- What is required: Tally the lines in the entries where the string "town" appears, and write only the total.
*** Opening Material to process ***
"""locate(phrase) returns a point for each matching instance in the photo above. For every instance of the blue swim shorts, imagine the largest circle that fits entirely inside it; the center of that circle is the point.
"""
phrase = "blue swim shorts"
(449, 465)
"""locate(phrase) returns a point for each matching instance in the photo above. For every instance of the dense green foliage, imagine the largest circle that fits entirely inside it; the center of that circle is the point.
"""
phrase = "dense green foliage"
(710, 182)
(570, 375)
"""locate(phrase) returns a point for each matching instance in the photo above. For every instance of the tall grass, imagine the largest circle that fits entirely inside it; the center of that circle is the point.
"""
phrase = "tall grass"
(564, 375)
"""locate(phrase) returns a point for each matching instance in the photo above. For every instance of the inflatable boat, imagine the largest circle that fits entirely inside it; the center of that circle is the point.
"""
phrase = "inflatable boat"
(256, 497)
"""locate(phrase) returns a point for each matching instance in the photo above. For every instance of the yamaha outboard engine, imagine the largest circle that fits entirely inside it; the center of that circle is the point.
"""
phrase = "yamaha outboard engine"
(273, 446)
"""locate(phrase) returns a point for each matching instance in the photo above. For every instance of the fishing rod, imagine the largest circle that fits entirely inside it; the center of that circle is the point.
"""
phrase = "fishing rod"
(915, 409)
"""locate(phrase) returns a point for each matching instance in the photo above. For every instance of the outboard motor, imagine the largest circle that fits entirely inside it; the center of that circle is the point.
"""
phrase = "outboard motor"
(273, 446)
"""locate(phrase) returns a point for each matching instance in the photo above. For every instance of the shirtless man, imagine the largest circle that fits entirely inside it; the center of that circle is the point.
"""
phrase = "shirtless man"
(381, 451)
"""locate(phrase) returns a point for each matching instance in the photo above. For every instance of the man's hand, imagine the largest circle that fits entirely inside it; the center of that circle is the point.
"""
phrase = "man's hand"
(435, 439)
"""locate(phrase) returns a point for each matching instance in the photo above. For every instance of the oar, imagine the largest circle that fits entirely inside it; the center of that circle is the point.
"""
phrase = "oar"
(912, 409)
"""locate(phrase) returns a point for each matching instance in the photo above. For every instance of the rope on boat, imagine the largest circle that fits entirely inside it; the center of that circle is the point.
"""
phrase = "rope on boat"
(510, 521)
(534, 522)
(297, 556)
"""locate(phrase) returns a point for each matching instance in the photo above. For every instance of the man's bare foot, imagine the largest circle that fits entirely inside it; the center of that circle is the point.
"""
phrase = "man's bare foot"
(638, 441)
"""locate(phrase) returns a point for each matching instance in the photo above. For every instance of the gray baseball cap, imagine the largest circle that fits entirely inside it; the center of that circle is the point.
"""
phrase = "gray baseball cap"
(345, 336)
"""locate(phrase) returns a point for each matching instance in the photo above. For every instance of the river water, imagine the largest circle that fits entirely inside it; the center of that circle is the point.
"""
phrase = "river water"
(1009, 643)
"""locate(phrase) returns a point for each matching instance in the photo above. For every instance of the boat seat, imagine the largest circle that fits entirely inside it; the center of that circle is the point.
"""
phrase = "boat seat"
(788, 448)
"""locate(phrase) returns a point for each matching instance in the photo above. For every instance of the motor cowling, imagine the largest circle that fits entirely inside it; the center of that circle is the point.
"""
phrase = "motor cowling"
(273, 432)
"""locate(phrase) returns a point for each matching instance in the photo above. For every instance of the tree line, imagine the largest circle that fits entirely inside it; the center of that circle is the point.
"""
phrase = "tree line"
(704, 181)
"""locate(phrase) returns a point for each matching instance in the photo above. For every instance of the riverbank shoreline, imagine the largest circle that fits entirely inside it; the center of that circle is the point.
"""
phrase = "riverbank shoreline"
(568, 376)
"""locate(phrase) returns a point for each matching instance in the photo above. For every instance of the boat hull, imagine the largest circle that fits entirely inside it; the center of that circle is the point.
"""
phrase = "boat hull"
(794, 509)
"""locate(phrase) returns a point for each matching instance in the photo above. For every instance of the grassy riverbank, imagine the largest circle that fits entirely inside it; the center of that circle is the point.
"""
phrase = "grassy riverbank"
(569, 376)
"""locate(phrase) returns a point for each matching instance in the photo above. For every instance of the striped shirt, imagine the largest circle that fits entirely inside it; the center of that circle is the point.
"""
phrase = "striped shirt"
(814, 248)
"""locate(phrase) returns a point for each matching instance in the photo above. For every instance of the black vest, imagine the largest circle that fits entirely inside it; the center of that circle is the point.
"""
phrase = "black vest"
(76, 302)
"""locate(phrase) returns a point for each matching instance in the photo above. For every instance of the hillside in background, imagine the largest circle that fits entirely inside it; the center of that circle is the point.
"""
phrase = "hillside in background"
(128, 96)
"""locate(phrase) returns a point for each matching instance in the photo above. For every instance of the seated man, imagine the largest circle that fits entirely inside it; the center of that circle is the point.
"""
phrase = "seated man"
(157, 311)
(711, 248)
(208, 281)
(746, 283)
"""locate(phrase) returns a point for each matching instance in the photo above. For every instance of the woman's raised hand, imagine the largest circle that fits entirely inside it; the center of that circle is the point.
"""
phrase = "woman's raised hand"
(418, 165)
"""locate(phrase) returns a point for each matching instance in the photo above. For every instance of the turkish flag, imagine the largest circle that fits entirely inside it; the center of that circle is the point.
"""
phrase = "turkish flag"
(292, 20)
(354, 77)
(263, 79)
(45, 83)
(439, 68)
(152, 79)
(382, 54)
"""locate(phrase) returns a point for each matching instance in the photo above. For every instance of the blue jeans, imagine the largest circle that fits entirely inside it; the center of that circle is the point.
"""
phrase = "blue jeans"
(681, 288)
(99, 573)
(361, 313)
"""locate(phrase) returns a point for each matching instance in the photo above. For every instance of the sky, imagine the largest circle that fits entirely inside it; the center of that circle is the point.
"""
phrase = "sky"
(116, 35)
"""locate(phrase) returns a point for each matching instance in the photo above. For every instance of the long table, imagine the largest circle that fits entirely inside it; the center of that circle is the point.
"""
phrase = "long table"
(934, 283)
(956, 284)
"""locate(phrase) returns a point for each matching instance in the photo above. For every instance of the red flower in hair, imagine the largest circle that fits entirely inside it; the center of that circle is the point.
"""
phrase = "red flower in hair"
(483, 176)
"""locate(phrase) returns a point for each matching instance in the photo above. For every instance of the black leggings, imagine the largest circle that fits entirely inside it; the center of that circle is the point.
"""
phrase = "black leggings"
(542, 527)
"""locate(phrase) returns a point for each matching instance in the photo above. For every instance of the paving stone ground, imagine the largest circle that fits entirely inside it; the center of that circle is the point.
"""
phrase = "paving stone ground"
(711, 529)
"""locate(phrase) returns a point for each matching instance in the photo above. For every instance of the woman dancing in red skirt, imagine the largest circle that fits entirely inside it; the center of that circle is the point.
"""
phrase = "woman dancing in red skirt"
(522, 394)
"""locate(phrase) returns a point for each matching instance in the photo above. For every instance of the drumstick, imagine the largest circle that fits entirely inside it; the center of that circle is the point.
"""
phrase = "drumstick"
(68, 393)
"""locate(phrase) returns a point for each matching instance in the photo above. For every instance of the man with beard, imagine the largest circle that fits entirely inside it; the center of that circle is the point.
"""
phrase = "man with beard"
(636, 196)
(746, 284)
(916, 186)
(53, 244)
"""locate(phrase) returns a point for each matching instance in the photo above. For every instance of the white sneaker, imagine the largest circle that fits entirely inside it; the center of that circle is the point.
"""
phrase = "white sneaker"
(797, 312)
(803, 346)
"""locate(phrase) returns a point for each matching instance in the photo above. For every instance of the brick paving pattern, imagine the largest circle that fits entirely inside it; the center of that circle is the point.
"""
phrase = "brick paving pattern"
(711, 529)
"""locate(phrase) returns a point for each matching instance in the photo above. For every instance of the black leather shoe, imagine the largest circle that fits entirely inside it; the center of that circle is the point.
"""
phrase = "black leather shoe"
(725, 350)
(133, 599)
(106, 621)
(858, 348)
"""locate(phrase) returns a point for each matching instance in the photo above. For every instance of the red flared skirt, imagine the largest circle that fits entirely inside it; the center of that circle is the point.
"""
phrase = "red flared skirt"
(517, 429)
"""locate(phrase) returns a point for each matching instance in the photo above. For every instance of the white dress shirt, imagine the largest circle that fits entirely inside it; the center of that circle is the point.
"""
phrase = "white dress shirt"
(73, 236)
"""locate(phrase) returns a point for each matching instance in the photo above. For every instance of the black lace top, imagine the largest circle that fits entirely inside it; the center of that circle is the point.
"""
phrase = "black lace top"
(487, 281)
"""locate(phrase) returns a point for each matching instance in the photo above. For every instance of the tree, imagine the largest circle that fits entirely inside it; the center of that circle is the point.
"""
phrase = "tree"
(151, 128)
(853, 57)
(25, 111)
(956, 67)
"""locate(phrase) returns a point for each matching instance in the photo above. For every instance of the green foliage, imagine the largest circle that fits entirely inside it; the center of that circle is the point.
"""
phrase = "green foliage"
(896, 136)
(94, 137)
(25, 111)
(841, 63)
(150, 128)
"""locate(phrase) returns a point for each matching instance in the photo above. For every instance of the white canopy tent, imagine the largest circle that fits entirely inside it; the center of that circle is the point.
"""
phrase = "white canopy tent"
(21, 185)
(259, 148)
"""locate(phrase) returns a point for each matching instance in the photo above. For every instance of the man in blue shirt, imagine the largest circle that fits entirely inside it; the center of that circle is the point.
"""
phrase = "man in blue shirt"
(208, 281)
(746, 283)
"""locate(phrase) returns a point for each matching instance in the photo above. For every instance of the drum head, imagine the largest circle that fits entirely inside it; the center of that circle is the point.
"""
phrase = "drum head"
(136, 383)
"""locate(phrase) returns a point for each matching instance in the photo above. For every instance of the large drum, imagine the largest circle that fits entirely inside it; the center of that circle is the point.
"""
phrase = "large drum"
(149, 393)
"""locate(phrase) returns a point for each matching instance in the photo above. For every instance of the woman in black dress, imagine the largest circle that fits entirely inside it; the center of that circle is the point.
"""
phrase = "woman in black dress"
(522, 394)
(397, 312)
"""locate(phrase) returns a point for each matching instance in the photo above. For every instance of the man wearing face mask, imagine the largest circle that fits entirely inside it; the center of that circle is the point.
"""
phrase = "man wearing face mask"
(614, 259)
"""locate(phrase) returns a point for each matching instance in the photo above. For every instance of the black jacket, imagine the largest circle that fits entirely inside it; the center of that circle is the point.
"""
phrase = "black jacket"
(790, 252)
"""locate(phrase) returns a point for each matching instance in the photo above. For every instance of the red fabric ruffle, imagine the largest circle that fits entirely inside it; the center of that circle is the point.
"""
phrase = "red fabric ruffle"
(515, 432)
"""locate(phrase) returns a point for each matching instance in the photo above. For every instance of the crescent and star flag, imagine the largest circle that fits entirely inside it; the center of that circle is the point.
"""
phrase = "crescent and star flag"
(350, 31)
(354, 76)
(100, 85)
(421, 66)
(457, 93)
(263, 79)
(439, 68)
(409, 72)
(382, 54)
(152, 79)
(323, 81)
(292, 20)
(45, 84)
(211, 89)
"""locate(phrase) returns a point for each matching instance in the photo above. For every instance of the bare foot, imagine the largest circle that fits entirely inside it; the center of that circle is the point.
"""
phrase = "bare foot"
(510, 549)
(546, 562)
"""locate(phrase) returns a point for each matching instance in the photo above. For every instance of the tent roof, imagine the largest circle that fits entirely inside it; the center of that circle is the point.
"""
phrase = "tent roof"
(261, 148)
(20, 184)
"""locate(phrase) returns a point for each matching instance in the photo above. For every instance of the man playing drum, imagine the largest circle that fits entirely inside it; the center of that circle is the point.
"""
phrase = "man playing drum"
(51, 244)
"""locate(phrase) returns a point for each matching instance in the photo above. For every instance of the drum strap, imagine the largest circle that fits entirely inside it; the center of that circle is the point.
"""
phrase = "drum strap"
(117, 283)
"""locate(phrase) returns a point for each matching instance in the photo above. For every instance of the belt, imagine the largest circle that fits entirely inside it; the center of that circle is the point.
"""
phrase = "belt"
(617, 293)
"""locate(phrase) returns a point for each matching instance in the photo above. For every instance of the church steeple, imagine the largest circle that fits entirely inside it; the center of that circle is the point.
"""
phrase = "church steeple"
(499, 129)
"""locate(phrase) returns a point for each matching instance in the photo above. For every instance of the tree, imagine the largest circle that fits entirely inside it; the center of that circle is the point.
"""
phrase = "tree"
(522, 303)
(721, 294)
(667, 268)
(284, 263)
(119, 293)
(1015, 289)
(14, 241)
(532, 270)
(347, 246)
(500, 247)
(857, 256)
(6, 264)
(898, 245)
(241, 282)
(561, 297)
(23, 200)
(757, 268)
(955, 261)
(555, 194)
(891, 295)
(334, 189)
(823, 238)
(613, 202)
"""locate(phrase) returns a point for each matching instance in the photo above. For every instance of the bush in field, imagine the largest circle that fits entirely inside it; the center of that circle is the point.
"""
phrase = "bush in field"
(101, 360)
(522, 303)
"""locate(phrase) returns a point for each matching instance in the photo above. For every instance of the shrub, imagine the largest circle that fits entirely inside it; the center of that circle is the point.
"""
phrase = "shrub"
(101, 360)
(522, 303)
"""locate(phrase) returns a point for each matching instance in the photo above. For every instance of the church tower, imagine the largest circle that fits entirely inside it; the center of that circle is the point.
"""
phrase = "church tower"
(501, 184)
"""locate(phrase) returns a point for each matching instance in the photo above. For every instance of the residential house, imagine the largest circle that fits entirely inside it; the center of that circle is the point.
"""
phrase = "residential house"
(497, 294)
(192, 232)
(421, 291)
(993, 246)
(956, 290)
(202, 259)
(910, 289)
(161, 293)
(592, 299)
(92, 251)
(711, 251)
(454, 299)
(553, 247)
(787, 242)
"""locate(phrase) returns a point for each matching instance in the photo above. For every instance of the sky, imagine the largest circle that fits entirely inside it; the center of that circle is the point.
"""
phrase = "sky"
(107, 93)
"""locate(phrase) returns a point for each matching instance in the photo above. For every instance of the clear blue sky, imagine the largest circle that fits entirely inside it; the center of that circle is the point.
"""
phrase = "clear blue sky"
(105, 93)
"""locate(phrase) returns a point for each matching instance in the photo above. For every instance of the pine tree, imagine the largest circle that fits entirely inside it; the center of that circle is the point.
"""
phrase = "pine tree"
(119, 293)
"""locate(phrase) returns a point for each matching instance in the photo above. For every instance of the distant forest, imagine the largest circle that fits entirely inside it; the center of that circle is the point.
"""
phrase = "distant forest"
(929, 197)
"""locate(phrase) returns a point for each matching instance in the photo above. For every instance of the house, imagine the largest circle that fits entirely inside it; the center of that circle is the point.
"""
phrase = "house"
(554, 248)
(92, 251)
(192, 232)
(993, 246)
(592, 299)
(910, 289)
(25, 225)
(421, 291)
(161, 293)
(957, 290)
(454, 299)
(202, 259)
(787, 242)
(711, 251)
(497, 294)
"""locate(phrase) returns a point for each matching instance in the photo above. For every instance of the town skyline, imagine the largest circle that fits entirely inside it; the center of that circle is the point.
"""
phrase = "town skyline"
*** Closing Material to process ***
- Your solution: 2